Excerpts of pointing data
*-*-*
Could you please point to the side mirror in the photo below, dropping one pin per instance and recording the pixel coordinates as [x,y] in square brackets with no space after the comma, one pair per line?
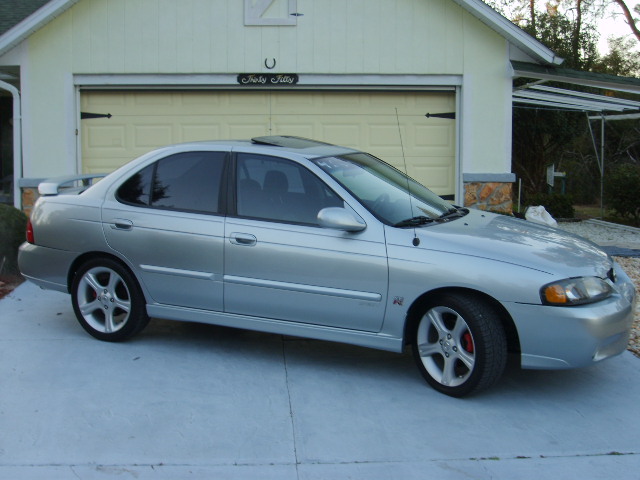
[340,219]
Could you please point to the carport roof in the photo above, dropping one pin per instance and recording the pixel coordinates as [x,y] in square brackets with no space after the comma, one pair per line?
[552,97]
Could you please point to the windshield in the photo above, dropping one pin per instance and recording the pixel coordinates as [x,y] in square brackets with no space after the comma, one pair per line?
[388,193]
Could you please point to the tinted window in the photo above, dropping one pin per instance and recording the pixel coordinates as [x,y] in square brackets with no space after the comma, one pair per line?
[276,189]
[186,181]
[136,189]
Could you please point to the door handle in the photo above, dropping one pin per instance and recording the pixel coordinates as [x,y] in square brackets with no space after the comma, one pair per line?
[243,239]
[122,224]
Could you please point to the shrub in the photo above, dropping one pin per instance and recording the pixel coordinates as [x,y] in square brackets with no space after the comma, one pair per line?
[13,224]
[622,191]
[558,205]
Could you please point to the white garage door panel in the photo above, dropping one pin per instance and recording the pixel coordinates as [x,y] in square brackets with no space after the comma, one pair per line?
[368,121]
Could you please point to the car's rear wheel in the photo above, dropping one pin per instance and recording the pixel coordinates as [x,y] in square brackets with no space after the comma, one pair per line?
[107,300]
[459,345]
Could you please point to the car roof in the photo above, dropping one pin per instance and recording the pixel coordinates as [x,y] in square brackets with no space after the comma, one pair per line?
[285,143]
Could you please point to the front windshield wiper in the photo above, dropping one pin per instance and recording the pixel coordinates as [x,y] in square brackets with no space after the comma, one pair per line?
[415,221]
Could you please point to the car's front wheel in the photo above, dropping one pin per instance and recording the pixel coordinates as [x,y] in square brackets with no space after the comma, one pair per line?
[108,301]
[459,345]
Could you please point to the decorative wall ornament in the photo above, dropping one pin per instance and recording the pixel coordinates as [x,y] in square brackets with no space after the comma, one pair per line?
[267,79]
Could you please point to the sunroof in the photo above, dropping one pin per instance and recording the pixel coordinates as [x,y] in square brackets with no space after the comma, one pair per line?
[288,141]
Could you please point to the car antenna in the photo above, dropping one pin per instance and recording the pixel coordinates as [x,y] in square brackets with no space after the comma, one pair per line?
[416,240]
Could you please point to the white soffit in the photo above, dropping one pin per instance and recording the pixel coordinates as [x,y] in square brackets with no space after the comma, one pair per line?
[33,22]
[552,97]
[514,34]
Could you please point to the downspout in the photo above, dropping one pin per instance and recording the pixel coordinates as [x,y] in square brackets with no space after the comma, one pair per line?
[17,143]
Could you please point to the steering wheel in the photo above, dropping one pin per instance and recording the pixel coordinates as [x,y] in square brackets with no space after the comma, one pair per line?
[378,202]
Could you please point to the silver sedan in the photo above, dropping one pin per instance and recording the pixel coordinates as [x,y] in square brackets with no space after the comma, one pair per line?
[298,237]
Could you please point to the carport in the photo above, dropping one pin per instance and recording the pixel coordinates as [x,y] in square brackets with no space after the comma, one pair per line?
[596,107]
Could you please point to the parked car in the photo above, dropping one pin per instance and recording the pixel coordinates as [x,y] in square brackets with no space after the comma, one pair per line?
[298,237]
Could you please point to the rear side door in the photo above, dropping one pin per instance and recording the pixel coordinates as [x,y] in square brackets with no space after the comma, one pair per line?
[280,264]
[167,221]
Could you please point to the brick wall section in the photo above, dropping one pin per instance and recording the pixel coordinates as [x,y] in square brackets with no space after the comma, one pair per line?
[491,196]
[29,197]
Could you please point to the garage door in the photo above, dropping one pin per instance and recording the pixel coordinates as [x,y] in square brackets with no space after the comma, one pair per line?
[142,120]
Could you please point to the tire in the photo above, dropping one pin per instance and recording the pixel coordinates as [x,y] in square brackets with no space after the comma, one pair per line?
[460,345]
[107,300]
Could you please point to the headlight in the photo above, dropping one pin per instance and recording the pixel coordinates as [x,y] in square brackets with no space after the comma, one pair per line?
[575,291]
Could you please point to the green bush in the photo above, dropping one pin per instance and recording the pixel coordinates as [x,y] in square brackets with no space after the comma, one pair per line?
[622,190]
[13,224]
[557,204]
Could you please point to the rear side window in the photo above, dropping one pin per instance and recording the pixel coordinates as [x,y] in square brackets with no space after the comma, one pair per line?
[187,181]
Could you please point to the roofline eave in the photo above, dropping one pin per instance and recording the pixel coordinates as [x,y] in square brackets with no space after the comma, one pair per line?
[510,31]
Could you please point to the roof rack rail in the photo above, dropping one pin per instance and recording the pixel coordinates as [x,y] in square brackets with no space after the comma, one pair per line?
[288,141]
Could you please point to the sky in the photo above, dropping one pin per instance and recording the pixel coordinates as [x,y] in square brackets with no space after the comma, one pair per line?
[613,24]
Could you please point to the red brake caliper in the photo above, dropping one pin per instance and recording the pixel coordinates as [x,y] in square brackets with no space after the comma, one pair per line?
[467,342]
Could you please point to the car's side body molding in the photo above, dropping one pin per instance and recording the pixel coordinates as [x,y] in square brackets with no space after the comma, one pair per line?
[269,325]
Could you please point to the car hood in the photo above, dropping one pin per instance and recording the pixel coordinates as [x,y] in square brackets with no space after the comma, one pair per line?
[520,242]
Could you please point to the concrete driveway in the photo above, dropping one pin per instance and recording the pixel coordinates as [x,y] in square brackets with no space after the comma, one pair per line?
[194,401]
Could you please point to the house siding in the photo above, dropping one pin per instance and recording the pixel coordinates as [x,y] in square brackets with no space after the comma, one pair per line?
[334,37]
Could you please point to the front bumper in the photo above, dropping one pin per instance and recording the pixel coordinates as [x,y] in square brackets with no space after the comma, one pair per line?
[567,337]
[46,267]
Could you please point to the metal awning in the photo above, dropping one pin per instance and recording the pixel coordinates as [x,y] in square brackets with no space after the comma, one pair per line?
[536,94]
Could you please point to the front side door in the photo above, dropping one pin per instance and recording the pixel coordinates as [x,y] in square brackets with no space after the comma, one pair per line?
[280,264]
[167,221]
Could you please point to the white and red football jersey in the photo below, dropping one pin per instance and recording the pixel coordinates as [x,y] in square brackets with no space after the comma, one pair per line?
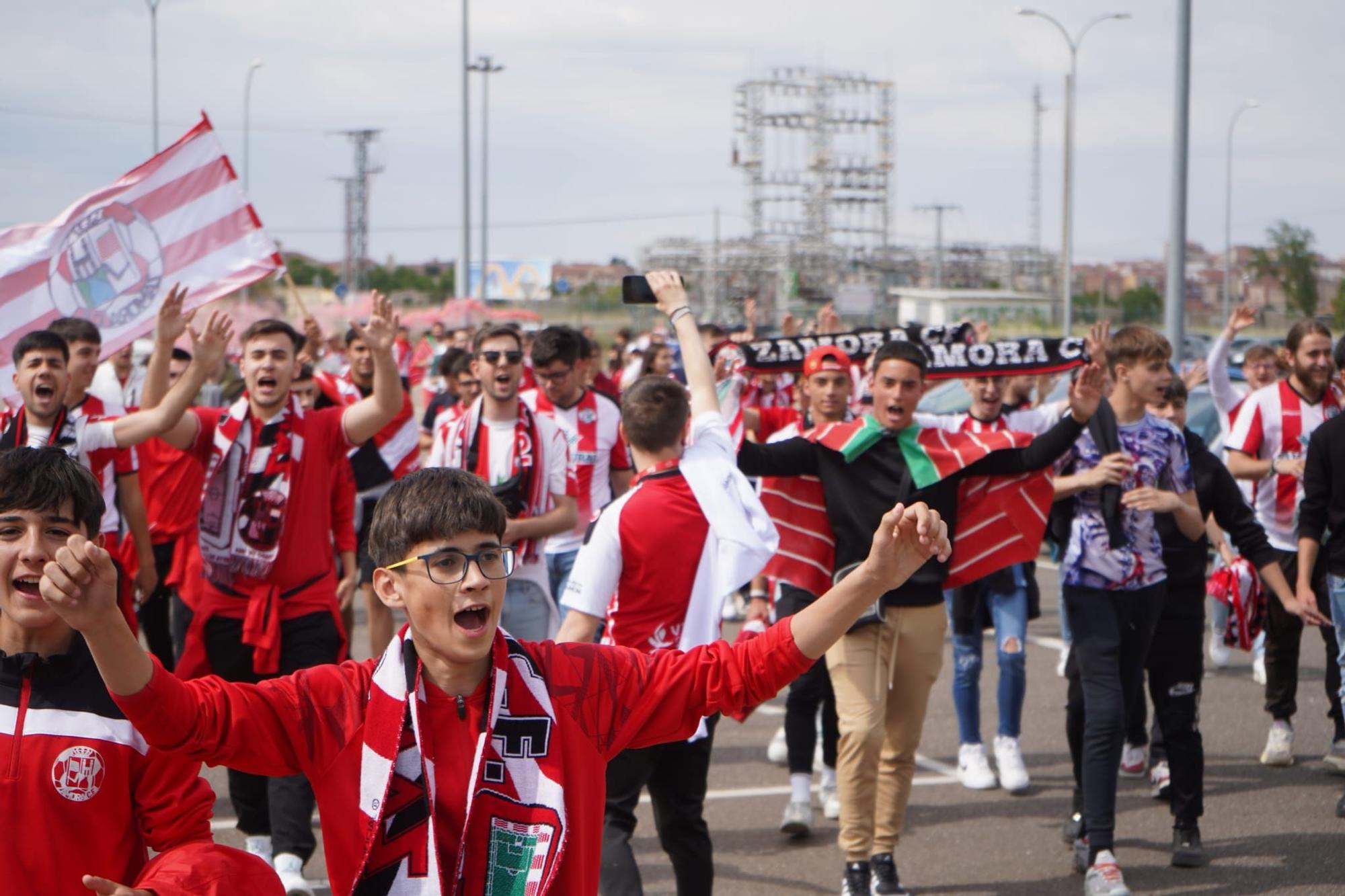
*-*-*
- _Work instructions_
Identify each line in the items above that contains the word "front", and copy every such line in full. Case counts, so only occurrences with identical capitalization qualify.

- _Solved problem_
Could you please point to the front windshield wiper in the photo above, dropping one pin per instance and recording the pixel coordinates as [x,y] in square brackets with no space after the comma, one pair per line?
Could you please point to the car's front wheel in the photo above, dropping one pin per instance and recording the pixel coordinates as [x,y] in square brackets with no space after the comma, one pair per line?
Could you please point to the front bumper in the photo above, dropping one pin per instance and recording the pixel coordinates as [x,y] in square brackets with no space after the comma, one pair per line?
Could you please point to the front side door in the photo above, dropping one pin per instance and recording the pixel coordinates as [x,y] in square brackets with no space after the comma, one pair per line?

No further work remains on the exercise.